* **Provided passage**:
----------

Be Childlike and Irresponsible
Note to Reader: Please pay attention because I'm only going to write this once.
I began my typical Saturday morning like any other 35 year old married man, by sneaking past the kids’ room with the blankets. The blankets I had delicately removed from the bed where my naked wife still slept. I've found that wearing these blankets over my head while I creep past the kids’ open door makes effective camouflage. I’m just laundry passing by on its way to the washing machine rather than daddy on his way to gracelessly maintain a slightly controlled fall down just enough steps to make me wonder if its a break or a bruise? Choking back profanity within primal, guttural syllables is automatic now with the kids around. The gruntings punctuated with rapid audible inhales aren't nearly as analgesic as a "Mother f#( ker !" would feel, but at least their automatic.
Triage complete, I resumed my foray towards the living room with only one waypoint in between. I veer left into the kitchen for some breakfast juice: vodka and raspberry lemonade. This cocktail is well renown as the pantie removing solution which I applied heavily liberally the night before. Breakfast is the most important drink of the morning, I remind myself as I spill half the tumbler down my forearm in an overly boisterous breakfast toast, or toast to beakfast . Now, it was time to get on about my productive day.
Snuggling down
in front of the television with only minor protestation from my ankle, I
quickly change the channel from the ceaseless, senseless high-pitched squealing of
Nick, Jr. to the delightful, rejuvenating, and comprehensible violence of classic
cartoons.
Speed Racer, Bugs Bunny, and my all time hero, Roadrunner fill me with a sense
of completion mixed with the much coveted sensation of getting away with
something I should absolutely not be doing as a thirty-five year old married
man and father of two easily beguiled children.

----------

* **Raw data**:

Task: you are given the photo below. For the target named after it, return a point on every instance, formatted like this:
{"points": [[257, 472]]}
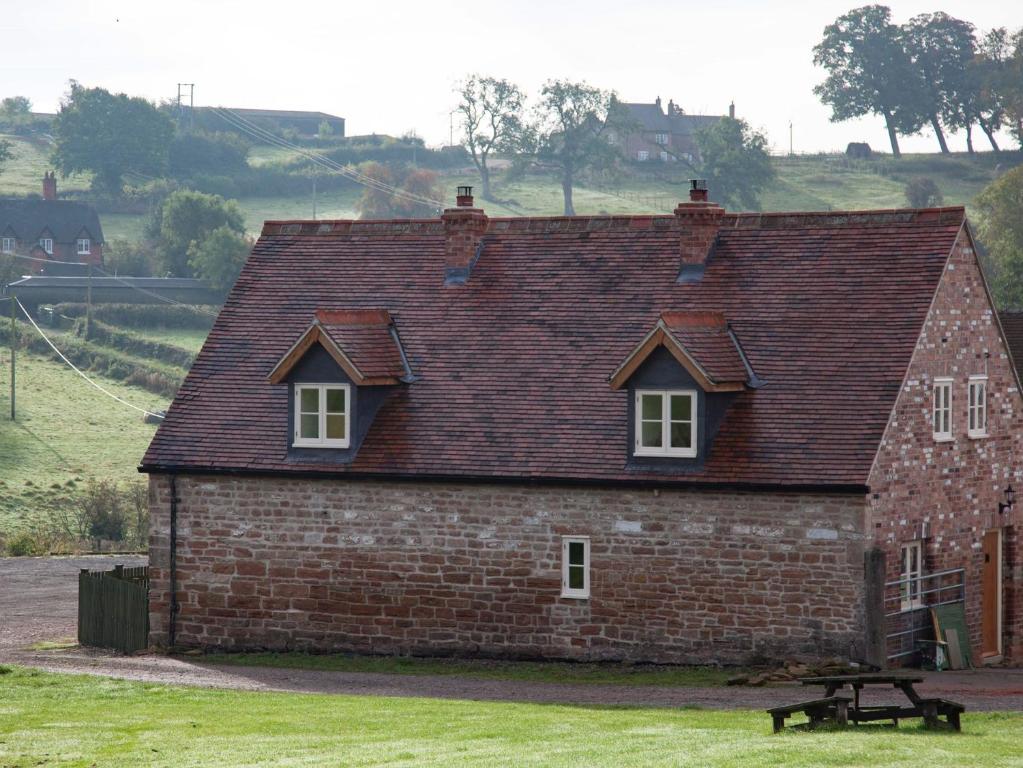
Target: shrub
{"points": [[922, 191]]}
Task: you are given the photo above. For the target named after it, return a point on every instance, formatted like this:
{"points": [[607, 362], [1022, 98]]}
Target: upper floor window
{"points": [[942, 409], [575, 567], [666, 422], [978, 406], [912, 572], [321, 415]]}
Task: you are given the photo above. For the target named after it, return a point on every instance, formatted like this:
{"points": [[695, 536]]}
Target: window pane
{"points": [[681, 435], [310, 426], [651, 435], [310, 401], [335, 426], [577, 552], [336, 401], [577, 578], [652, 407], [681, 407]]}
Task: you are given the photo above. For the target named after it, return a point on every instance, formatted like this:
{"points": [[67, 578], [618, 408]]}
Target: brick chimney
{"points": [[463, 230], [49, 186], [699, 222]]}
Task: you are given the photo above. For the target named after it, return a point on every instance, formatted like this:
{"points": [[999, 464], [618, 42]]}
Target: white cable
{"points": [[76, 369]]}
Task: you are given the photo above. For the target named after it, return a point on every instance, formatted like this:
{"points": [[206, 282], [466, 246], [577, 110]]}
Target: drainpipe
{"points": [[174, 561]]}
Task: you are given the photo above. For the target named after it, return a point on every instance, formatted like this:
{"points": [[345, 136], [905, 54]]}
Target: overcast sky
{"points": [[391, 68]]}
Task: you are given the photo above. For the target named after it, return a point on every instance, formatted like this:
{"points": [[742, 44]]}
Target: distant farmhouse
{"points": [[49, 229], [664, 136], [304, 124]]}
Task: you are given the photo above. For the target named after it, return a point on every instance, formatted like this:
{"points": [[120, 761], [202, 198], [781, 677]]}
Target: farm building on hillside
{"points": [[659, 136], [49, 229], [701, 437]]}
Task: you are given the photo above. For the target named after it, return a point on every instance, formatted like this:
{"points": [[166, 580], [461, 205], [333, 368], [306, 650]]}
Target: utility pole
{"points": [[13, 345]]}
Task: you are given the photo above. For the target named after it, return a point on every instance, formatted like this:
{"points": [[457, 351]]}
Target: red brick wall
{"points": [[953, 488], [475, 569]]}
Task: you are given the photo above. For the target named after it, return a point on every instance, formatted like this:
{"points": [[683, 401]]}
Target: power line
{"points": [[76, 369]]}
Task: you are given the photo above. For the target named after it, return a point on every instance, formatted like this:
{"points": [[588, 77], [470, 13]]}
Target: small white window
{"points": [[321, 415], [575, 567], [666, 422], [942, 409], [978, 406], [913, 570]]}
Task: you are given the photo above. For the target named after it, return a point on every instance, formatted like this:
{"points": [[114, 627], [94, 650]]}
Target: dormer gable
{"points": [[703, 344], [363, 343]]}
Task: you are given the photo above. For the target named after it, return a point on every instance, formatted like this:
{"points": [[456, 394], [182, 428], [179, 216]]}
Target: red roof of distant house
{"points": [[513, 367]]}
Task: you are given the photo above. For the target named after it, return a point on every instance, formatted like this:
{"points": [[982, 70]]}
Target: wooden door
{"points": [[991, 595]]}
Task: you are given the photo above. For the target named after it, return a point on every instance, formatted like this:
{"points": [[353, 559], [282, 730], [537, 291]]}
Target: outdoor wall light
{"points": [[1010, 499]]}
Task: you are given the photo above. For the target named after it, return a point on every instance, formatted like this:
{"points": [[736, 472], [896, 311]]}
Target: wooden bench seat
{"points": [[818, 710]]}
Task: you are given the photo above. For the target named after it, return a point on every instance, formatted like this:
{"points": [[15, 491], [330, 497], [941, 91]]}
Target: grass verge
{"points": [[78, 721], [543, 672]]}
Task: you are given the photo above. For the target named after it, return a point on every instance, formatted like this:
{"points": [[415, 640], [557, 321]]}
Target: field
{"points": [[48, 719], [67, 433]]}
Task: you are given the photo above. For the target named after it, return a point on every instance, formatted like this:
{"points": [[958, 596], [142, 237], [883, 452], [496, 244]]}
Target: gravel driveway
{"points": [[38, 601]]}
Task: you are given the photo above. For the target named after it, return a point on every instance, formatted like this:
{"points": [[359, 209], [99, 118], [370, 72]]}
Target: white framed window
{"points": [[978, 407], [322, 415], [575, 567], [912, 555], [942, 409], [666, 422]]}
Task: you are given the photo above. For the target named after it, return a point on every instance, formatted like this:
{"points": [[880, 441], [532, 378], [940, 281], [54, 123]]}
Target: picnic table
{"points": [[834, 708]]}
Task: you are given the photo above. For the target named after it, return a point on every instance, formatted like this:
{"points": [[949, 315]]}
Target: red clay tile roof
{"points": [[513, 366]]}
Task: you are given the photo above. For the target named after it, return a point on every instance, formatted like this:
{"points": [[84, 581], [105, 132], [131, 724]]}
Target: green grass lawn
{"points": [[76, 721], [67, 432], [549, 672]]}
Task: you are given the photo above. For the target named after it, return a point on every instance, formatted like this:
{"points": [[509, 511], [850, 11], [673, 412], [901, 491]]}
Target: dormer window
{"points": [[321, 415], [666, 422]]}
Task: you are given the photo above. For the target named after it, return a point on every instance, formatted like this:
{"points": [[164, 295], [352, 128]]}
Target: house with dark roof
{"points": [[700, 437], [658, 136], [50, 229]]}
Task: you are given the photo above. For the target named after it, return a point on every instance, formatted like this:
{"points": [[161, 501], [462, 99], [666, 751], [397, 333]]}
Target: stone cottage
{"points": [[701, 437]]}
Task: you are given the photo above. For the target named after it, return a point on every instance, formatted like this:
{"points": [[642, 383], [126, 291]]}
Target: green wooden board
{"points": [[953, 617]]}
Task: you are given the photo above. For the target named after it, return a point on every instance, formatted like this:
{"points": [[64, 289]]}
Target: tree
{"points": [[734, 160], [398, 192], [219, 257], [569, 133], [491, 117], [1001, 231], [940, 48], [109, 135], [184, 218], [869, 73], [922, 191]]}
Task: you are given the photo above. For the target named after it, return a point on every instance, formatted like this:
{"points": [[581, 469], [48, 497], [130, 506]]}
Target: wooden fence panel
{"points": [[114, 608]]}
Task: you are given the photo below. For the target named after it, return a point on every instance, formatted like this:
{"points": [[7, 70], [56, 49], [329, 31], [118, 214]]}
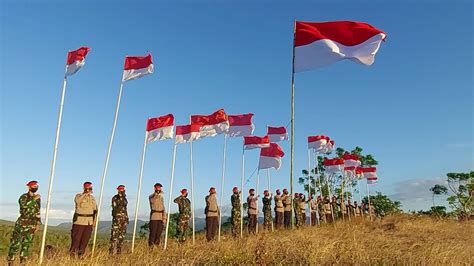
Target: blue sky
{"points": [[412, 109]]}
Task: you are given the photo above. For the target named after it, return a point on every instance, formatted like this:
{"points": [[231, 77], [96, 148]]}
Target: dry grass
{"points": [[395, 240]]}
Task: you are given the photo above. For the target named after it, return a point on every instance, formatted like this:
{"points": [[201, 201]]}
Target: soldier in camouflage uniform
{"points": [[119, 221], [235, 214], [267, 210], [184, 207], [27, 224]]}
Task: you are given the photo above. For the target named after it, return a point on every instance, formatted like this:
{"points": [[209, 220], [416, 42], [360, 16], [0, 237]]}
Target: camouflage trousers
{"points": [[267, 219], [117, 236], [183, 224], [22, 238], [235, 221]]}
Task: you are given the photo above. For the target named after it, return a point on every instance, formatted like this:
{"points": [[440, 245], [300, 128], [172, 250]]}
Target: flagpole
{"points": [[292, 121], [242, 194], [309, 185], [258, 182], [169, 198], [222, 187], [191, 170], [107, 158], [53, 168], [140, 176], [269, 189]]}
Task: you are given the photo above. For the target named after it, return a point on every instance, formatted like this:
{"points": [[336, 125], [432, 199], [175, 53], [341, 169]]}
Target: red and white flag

----------

* **Exercise requirements**:
[1] Sum up the Saturday-morning text in two sentences.
[2] Reproduce the Saturday-morning text word for word, between "I began my typical" and "least their automatic.", inclusive.
Work only from the text itself.

* **Completed exercise**:
[1] On a Saturday morning, a 35-year-old married man sneaks past his kids' room with blankets over his head, then tumbles down some steps and hurts his ankle while holding back swearing. After pouring vodka and raspberry lemonade as a breakfast drink, he settles in front of the television and switches from Nick, Jr. to classic cartoons like Speed Racer, Bugs Bunny, and Roadrunner, enjoying the feeling of getting away with something.

[2]
I began my typical Saturday morning like any other 35 year old married man, by sneaking past the kids’ room with the blankets. The blankets I had delicately removed from the bed where my naked wife still slept. I've found that wearing these blankets over my head while I creep past the kids’ open door makes effective camouflage. I’m just laundry passing by on its way to the washing machine rather than daddy on his way to gracelessly maintain a slightly controlled fall down just enough steps to make me wonder if its a break or a bruise? Choking back profanity within primal, guttural syllables is automatic now with the kids around. The gruntings punctuated with rapid audible inhales aren't nearly as analgesic as a "Mother f#( ker !" would feel, but at least their automatic.